— STATED GOAL 1 —
Decide whether each statement agrees with the Kuro transcript: (a) Kuro had his first mate hypnotize a crew member into believing he was the real Kuro; (b) Kuro served Kaya and her parents for five years; (c) the hypnotized crew member closely resembled Kuro. For each, answer yes or no and quote the deciding words.
— STATED GOAL 2 —
According to the Kuro transcript, under what name did Kuro serve Kaya and her parents?
— STATED GOAL 3 —
Print the passage of the Kuro transcript that runs from "Boomstick: Or maybe" to "the real Kuro.", without any changes.

— PROVIDED TEXT —

- - -

Boomstick: Or maybe not so much boredom as tiredness. Kuro was absolutely fed up with constantly being hunted by the Marines, and decided to make a last master plan to call it quits. If you ask me, if you didn’t like being hunted by law enforcement, piracy was probably not the best career. With that intelligence, he should have become an engineer, or physician, or any high paying non-hazardous job.
Wiz: In order to retire without turning himself in, Kuro had his first mate hypnotize one of his crew members into believing that he was the real Kuro.
Boomstick: Even though he looked nothing like him, I might add.
Wiz: And then handed him over to a Marine officer. “Kuro” was executed, and his reign of terror supposedly brought to an end. But in reality, he “washed up” on shore, was taken in by a wealthy family, and spent three years serving Kaya and her parents under the name of Klahadore the butler. After Kaya’s parents died under “mysterious” circumstances, the Black Cat Pirates were to return. Kaya would be hypnotized into leaving all her possessions in her will to Kuro, and then she would be killed in the resulting pirate raid.

- - -

— DATA EXCERPT —

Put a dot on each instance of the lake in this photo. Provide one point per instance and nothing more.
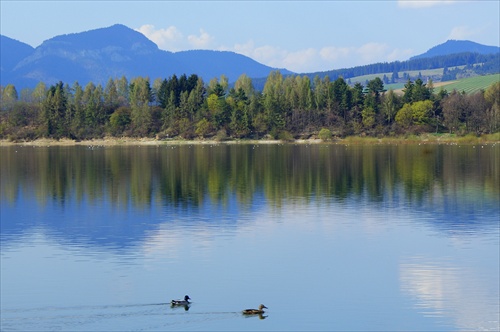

- - -

— FINISHED ANSWER 1 —
(a) Yes: "Kuro had his first mate hypnotize one of his crew members into believing that he was the real Kuro."
(b) No: "spent three years serving Kaya and her parents"
(c) No: "Even though he looked nothing like him"

— FINISHED ANSWER 2 —
Klahadore the butler.

— FINISHED ANSWER 3 —
Boomstick: Or maybe not so much boredom as tiredness. Kuro was absolutely fed up with constantly being hunted by the Marines, and decided to make a last master plan to call it quits. If you ask me, if you didn’t like being hunted by law enforcement, piracy was probably not the best career. With that intelligence, he should have become an engineer, or physician, or any high paying non-hazardous job.
Wiz: In order to retire without turning himself in, Kuro had his first mate hypnotize one of his crew members into believing that he was the real Kuro.